* _Directions_:
1. Answer these from the text about the Pinery camping trips:
(a) What was the name of the park in Ontario that the three women chose?
(b) In what year did the narrator and Jessica first start dating?
(c) Which family has kept the annual trip alive?
2. Carry on the text about the Pinery camping trips, starting after its final sentence.

* _Reading text_:

== Segment start ==

|Just before we crossed the border. I know this is a common scene for local Detroiters but it is exciting for out-of-towners.|
So, let's go back 50 years. A woman named Mary and her two friends Donna and Dorothy decided to take their families camping. They chose a park in Ontario, Canada because the law, at the time, states that there was no fee for camping, you could camp wherever you wanted in the park and nobody was going to come bother you. Ontario Provincial Parks have since become much more strict but in the 1960s, they were common destinations for hippies and families in the Detroit area because it was a free place to camp. The park they chose was called The Pinery. These ladies and their 15-20 children camped at the park all week while the dads went back to Detroit to work. The dads came back on the weekend to pick everyone up and that's the way things played out every year.
So who are these people? Donna is the grandmother of my wife, Jessica, and Dorothy is my grandmother. How cool is that?
When Jessica and I first started dating in 2003 we were unaware that our families were close and had taken these annual camping trips back in the 60's and 70's. It's just something that we discovered after we had been together for a year or so. So, it was one of those things that we talked about when we got together with either of our families. They would share memories and it was really interesting to hear her aunts and uncles tell me stories about my parents. We also learned that the trip still happens every year. Most of my family doesn't go anymore and none of Jessica's family attends but Mary's kids and grandchildren, the Tononi family, show up in huge numbers and have kept the tradition alive. So we started going in 2008 and now we drink beers and tell stories on the same soil that our parents and grandparents did 50 years ago.
I just want to take a moment to tell you how amazing the Tononi family is. If you showed up to one of their weekly spaghetti dinners, not only would you be welcomed with open arms, you would learn quickly that this family takes tradition very seriously. It's infectious too. That is why, when Jessica and I were asked to be on the planning committee for this year's trip, we graciously accepted. If any Pinery campers are reading this, we hope you enjoyed it!

== Segment end ==

* _Stored items from a collection_:
== Segment start ==

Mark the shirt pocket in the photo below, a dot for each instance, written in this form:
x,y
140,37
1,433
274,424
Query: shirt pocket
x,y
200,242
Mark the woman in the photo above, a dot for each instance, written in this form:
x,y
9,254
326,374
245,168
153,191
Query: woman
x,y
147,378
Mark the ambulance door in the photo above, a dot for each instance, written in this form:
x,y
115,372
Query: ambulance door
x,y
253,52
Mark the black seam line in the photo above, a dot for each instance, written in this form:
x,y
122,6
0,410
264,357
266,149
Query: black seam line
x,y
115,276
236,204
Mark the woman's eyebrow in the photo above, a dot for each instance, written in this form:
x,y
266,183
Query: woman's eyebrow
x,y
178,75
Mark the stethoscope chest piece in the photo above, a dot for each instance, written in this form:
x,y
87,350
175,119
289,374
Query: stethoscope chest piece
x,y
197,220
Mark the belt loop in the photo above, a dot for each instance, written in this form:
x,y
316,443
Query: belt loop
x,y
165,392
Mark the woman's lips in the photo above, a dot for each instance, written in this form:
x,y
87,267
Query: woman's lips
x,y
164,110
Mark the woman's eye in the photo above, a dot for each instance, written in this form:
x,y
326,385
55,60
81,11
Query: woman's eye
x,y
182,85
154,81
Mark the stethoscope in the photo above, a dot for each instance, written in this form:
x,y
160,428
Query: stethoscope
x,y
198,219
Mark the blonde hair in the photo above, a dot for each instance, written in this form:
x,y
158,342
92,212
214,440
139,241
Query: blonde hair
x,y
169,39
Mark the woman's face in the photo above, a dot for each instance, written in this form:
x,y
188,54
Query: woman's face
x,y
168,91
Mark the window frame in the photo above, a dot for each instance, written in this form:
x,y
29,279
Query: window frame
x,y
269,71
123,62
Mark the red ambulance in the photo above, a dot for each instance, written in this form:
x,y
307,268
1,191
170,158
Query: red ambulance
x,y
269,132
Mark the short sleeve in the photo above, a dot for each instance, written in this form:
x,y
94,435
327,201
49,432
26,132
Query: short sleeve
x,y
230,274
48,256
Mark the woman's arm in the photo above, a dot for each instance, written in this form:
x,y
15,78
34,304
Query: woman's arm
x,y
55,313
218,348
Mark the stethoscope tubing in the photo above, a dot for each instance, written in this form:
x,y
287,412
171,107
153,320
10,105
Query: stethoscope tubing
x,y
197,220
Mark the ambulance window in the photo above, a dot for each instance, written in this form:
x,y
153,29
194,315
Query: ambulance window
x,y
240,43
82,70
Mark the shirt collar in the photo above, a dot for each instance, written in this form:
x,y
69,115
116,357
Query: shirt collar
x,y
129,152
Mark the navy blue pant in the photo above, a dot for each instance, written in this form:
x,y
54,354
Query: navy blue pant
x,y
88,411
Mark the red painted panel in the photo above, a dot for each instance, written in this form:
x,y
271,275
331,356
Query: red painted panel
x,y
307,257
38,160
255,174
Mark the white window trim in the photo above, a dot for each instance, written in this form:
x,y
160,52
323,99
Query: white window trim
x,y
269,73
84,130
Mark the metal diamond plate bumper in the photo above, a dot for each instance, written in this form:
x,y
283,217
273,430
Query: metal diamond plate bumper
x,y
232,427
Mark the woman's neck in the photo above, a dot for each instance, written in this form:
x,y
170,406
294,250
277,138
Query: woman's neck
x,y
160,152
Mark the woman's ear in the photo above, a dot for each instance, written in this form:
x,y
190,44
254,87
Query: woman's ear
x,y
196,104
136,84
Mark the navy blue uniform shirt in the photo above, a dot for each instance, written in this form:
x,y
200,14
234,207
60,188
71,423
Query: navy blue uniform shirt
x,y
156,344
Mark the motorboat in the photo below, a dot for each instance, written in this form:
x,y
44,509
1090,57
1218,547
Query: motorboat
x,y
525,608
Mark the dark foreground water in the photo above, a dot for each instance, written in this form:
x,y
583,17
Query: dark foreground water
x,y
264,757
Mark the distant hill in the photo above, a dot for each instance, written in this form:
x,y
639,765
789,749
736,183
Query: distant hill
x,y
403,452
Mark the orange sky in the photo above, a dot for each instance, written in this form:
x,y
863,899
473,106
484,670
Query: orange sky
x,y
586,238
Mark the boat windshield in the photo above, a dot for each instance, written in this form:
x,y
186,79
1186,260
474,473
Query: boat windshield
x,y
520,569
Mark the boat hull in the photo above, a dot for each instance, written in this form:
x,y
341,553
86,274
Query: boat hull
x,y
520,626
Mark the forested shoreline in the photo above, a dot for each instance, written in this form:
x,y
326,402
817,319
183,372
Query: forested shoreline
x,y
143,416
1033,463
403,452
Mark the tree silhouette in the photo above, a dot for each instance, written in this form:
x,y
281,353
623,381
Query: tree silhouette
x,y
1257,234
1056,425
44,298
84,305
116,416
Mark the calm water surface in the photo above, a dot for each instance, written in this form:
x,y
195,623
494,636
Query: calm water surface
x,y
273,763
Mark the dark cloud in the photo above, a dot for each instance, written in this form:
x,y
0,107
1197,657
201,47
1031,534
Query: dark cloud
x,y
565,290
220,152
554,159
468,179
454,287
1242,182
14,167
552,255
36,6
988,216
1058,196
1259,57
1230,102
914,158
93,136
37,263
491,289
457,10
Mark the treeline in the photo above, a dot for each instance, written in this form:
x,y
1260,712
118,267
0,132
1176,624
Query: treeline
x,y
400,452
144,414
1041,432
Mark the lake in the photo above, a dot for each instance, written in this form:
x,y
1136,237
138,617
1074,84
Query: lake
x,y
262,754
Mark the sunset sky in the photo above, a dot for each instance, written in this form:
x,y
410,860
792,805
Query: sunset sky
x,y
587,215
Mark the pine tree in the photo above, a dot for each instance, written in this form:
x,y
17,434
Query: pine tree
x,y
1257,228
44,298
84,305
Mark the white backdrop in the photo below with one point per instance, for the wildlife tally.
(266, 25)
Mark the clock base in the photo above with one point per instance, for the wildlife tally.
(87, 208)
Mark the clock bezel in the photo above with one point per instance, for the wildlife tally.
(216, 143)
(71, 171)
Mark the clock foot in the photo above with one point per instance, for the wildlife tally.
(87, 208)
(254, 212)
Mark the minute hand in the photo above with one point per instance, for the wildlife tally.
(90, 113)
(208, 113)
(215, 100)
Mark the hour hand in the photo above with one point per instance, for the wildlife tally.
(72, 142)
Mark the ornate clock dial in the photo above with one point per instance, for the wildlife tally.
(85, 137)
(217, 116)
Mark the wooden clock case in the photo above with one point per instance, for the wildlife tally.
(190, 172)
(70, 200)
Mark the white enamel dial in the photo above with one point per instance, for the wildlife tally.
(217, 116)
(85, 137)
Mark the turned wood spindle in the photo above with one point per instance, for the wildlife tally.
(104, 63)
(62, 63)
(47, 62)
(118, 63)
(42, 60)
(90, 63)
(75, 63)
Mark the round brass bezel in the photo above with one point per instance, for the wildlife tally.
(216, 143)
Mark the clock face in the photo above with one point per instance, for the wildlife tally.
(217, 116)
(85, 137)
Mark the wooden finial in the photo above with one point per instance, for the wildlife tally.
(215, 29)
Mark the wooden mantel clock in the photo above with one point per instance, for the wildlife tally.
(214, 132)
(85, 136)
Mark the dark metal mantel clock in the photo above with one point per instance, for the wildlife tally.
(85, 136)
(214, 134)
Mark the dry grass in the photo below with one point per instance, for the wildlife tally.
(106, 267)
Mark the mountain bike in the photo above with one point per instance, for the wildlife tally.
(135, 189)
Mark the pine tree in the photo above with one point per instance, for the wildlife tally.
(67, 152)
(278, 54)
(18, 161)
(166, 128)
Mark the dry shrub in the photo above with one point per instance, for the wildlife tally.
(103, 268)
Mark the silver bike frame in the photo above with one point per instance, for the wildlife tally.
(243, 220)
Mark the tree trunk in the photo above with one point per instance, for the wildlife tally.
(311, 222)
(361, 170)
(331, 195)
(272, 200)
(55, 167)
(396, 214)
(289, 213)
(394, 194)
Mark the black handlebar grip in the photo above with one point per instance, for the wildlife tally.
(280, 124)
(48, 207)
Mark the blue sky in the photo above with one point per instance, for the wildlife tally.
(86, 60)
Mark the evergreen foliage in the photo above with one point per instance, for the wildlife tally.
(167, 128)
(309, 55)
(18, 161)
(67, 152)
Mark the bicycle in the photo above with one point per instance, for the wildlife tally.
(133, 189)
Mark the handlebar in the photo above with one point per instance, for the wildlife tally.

== Segment end ==

* _Expected results_:
1.
(a) The Pinery
(b) 2003
(c) The Tononi family (Mary's kids and grandchildren)

2.
We came home a day early because we needed to prep the house to go on the market. We spent the whole day on Monday mulching, planting, scrubbing, mopping, and making our clutter disappear. We did such an awesome job I actually had a brief moment where I was like, "Hmmm...maybe I don't want to sell this place." Then I thought about the weekends I spent inside this 1100 sq ft box with two crazy kids during the polar vortex. I am ready to put a bow on this place and sell it to the highest bidder. Since we are selling now, instead of renting, our departure date could be moved up as much as 2 months. Once we sell we have 30 days to get out of the way. Bonus!
We really like our new camper. It's starting to feel like home and we have hope that we will be able to get our essential items inside of it and survive for a year. I ran some calculations and figured out that we get about 8-9 MPG while towing on the HWY. Not too shabby. I also learned some hard lessons about cornering while navigating the narrow, tree-lined roads of the Pinery. There are a few challenges that we are still working out, like the fact that we don't have a washer and dryer on the camper, but these are just small details that don't matter in the grand scheme of things. In fact, if you are worried about details like how you are gonna wash your clothes, you probably don't have the stomach for this kind of living. I have managed to find some clever solutions to some other issues that I will write about in my next entry. We are going into full execution mode so get ready to take notes!